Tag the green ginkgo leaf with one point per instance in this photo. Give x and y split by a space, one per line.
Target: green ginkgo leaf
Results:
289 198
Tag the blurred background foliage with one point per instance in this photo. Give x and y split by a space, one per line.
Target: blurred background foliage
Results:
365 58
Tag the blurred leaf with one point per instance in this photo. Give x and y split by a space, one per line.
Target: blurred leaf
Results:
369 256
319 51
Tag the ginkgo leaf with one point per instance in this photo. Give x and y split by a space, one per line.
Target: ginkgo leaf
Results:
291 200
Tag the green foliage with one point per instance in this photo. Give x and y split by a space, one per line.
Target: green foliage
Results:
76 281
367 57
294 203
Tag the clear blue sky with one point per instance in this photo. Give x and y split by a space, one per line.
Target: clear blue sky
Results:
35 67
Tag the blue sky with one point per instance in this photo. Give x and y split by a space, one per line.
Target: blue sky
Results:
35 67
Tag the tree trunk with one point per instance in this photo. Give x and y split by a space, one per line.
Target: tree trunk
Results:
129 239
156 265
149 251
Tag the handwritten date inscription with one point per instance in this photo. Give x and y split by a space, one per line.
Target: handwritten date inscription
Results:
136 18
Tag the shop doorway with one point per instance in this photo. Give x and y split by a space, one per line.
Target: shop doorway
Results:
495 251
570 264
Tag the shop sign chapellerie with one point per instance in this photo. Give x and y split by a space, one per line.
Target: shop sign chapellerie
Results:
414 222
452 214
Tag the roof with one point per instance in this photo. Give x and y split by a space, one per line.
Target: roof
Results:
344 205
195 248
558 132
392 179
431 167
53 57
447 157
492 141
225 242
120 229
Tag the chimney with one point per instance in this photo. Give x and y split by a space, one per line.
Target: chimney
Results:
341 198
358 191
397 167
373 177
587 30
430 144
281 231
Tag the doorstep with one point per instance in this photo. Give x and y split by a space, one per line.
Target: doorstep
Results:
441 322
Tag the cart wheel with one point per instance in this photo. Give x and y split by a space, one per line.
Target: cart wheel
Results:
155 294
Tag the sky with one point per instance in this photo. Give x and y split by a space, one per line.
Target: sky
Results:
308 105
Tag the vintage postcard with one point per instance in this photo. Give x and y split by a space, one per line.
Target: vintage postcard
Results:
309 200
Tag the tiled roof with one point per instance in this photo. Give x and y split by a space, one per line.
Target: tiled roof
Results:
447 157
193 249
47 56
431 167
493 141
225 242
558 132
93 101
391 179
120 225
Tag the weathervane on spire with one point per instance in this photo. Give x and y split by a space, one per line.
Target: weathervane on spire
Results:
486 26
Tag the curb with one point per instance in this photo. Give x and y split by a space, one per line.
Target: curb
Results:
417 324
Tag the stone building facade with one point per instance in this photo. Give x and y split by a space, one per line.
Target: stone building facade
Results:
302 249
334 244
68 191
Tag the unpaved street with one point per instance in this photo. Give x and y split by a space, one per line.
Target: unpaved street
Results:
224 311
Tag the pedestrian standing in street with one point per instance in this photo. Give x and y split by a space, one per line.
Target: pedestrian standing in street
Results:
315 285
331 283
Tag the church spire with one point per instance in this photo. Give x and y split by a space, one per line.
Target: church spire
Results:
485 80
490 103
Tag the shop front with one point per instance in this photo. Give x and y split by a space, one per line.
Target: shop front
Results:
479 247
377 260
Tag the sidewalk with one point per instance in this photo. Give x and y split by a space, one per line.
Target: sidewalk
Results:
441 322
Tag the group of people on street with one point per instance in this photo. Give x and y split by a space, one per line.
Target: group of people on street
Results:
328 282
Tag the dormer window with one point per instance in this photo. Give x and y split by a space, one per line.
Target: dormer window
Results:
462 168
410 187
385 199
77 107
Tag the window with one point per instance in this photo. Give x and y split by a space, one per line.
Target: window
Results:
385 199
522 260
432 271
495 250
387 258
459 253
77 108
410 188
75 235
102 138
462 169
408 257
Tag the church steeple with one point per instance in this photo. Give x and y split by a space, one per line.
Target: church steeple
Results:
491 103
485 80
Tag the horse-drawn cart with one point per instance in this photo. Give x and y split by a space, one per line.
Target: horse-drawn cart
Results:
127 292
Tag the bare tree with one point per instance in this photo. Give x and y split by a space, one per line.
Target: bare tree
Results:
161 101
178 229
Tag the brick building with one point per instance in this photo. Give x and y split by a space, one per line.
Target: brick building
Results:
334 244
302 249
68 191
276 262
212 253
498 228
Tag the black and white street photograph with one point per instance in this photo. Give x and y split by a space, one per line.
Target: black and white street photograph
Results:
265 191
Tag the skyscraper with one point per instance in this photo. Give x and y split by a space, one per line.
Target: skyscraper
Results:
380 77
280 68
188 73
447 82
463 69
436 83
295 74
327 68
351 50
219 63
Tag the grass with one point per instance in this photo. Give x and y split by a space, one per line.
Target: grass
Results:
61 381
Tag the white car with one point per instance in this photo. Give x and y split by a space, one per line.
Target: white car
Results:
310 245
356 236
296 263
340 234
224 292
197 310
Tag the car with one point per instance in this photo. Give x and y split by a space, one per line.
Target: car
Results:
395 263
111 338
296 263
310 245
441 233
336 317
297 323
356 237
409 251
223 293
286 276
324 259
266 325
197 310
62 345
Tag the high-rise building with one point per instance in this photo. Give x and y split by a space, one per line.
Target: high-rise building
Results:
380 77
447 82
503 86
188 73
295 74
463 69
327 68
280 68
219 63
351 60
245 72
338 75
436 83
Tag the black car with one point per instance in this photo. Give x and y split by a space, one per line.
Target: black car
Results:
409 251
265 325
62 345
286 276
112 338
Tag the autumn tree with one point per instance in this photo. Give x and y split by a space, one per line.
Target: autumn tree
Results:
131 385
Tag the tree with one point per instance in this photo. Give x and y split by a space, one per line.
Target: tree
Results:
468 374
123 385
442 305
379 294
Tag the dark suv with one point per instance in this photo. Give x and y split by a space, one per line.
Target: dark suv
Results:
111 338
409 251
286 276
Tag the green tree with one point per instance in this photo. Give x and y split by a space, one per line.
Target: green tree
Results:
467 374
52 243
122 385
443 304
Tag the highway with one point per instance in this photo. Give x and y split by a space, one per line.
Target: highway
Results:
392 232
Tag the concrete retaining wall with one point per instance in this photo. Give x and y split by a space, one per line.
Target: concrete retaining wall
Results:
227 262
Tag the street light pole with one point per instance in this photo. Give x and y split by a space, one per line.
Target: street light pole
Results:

------------------------

**WORK INSTRUCTIONS**
Give back exactly the lines above, from the line containing "Tag the unpaved" through the line containing "Target: bare tree", with both end lines and nothing more.

**ANSWER SPACE**
Tag the unpaved street with one point per instance in this photo. Give x and y split by a space, one per line.
Target: unpaved street
Results:
224 311
Tag the pedestrian standing in street with one point per instance in this photo. Give x and y split by a space, one per line.
Target: pedestrian standing in street
Results:
315 285
331 283
Tag the church spire with one point per instance in this photo. Give x and y split by a space, one per line.
Target: church spire
Results:
485 80
490 103
Tag the shop front with one point per instance in this photo. Give x and y split by a space, one per line.
Target: shop front
Results:
479 247
377 260
Tag the sidewalk with one point per instance in this photo. Give x and y split by a space, one per line.
Target: sidewalk
Results:
441 322
Tag the group of people on street with one point per instance in this photo. Give x and y split by a space, one per line.
Target: group of people on street
Results:
328 282
Tag the dormer window with one point per instance in this photo. Give x and y split by a space, one per line.
Target: dormer window
Results:
462 168
410 187
385 199
77 107
Tag the window with one point per instance in this photo. Give x and y split by a space, one per line.
Target: window
Results:
385 199
522 260
432 271
495 250
387 258
459 253
77 108
410 188
75 235
102 138
462 169
408 257
Tag the church steeple with one point per instance in this photo. Give x and y split by a space, one per line.
Target: church steeple
Results:
491 103
485 80
Tag the horse-drawn cart with one point per instance in this photo. Give x and y split by a space, one per line.
Target: horse-drawn cart
Results:
127 292
Tag the bare tree with one point per instance in this photo. Give x and y split by a space, one per line.
Target: bare tree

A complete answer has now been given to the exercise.